TO DO :: Update the records below by changing "tight boxes" to "close-fitting boxes" wherever it occurs. Leave every other word and coordinate as it is.

DATASET EXCERPTS ::
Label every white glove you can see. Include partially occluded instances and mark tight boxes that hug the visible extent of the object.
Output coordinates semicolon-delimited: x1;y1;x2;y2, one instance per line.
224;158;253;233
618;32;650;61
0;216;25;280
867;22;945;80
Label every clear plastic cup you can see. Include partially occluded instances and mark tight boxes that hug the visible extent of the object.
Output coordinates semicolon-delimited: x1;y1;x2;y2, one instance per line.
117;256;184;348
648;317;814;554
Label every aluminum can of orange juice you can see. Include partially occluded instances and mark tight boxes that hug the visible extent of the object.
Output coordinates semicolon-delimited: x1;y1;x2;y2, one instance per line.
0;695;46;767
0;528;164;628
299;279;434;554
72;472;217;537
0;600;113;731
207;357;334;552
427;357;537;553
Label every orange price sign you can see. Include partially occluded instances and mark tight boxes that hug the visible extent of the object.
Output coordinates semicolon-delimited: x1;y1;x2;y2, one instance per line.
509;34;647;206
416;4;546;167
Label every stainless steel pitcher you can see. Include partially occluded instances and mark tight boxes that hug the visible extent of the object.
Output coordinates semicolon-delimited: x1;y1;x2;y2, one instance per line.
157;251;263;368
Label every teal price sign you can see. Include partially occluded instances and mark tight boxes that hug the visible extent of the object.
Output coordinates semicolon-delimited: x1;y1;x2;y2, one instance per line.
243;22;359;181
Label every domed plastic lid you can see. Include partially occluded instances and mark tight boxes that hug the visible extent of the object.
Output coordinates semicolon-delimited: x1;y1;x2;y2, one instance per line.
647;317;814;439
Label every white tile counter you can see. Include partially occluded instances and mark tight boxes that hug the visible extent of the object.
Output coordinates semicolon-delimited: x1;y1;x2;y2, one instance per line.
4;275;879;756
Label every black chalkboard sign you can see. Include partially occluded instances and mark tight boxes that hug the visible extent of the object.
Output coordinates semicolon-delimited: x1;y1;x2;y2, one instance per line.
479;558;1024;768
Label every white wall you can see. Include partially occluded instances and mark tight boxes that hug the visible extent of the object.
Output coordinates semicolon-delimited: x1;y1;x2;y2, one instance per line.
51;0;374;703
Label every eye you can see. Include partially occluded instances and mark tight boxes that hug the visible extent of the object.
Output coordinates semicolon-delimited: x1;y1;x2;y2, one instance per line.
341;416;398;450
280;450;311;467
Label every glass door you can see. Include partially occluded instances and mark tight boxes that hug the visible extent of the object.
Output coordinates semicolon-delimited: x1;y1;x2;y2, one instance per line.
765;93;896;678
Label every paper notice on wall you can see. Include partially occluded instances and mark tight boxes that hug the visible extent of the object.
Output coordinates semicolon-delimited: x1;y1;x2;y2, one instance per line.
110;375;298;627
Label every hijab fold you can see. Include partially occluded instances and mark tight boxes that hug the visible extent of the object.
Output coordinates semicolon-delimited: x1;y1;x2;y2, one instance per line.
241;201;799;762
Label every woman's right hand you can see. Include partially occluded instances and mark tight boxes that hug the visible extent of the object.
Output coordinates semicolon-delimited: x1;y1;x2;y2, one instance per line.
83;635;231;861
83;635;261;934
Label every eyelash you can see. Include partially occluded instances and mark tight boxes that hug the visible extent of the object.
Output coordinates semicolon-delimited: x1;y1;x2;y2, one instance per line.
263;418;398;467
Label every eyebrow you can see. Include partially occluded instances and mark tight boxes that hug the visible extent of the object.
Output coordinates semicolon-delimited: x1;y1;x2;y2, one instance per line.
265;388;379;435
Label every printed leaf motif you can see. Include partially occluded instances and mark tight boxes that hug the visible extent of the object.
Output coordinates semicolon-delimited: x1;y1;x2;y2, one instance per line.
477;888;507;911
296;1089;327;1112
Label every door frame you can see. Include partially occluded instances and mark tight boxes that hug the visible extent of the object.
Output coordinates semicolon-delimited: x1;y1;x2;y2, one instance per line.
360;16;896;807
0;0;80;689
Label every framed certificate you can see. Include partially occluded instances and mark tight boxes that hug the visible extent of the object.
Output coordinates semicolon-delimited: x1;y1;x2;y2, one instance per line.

FULL RESPONSE ::
Label every white glove you can see. Include partially occluded instances and mark close-fitting boxes that hug the visible extent of the object.
Output coordinates semicolon-delimited: x1;y1;x2;y2, one instance per line.
224;158;253;233
618;32;650;61
0;216;25;280
867;22;945;80
Label every clear plastic cup you can see. Include partially occluded instances and mark close-fitting boxes that hug the visible extent of the object.
Output coordinates semicolon-delimited: x1;y1;x2;y2, one instance per line.
117;256;184;348
648;317;814;554
Label every aluminum can of orange juice you can see. Include partially occluded instances and mark close-fitting boxes that hug the visible extent of the object.
Output coordinates semicolon-delimited: x1;y1;x2;y2, one instance per line.
0;695;46;767
0;528;164;628
299;279;434;554
72;472;217;537
0;600;113;731
207;357;334;552
427;357;537;553
Label every orange price sign you can see. Include partially occluded instances and mark close-fitting boxes that hug the visible extent of the object.
Output coordinates semicolon-delimited: x1;y1;x2;y2, one instance per line.
509;34;647;206
416;4;546;167
Label every stainless steel pitcher you can see. Include partially occluded instances and mark close-fitting boxes that hug the visible extent of the object.
Output coordinates semicolon-delimited: x1;y1;x2;y2, one instance per line.
157;251;263;368
Label every teal price sign you can see. Include partially occluded instances and mark close-fitting boxes that hug the visible extent of the object.
Output coordinates semicolon-delimited: x1;y1;x2;y2, one instance per line.
243;22;359;181
Label every domed plastic lid you can see. Include partially occluded instances and mark close-fitting boxes that hug the visible extent of the object.
Output coordinates semicolon-delimited: x1;y1;x2;y2, one instance per line.
647;317;814;439
Label every white tile counter you can see. Include partially occluded instances and mark close-fitting boxes that hug the visible extent of the object.
Output coordinates semicolon-delimited: x1;y1;x2;y2, one instance per line.
4;275;879;756
Label every black chalkboard sign you can see. Include partially occluded instances and mark close-fitting boxes that hug the visible extent of the object.
Output coordinates semicolon-delimited: x1;y1;x2;y2, one instance per line.
479;558;1024;768
Label every white wall you can see. Include partially occluded instances and mark close-fitting boxes that hug the visible extent of the object.
Output coordinates semicolon-delimited: x1;y1;x2;y2, one instance per line.
51;0;374;703
Label every eye you can see. Include partially occluded instances and mark close-fitting boxes that hug the visible extent of the object.
Output coordinates semicolon-delimited: x1;y1;x2;y2, one instance per line.
341;416;398;450
280;450;311;467
Label every glass door you can see. Include partially occluded instances and mark close-fitting boxes that hug the visible extent of the object.
Output coordinates semicolon-delimited: x1;y1;x2;y2, one instance per line.
765;93;896;678
Label every paper notice on wall you can see. Include partially occluded instances and mark close-fitting boxes that hug the visible extent of the object.
Output coordinates semicolon-delimited: x1;y1;x2;y2, one instance per line.
110;375;298;627
Label every hijab fold you can see. Include partially occluded instances and mark close-fitting boxes that hug the visible extent of the object.
Output coordinates semicolon-delimited: x1;y1;x2;y2, one instance per line.
241;201;799;762
Label every woman's right hand you can see. Include partially occluded instances and mark close-fitting boxes that hug the visible extent of the object.
Output coordinates semicolon-delimited: x1;y1;x2;y2, one instance per line.
83;635;231;861
83;635;261;934
Label every eyelash you can see. Include partially occluded instances and mark close-fitting boxes that hug the visible extent of the object.
Output coordinates semicolon-delimited: x1;y1;x2;y2, one instance per line.
263;418;398;467
Label every eyebrow you can see. Include partially occluded instances and mark close-fitting boxes that hug the visible extent of the object.
Output coordinates semicolon-delimited: x1;y1;x2;y2, one instance per line.
265;388;379;435
Label every printed leaf motif you can see. Include partially occluded instances and mark close-fitting boxes that hug the visible extent of the object.
Output coordinates semicolon-delimited: x1;y1;x2;y2, one instance per line.
477;888;507;911
296;1089;327;1112
Label every door frame you can see. Include partially occluded instances and mark close-fitting boxes that hug the visible extent of the object.
Output coordinates semicolon-delimited: x1;y1;x2;y2, one instance per line.
360;16;896;807
0;0;80;689
Label every framed certificate you can see. Include partially occluded instances and mark close-fitting boxes that hug the visible extent of the object.
Output coordinates semicolon-delimited: x1;y1;x2;y2, one instance per line.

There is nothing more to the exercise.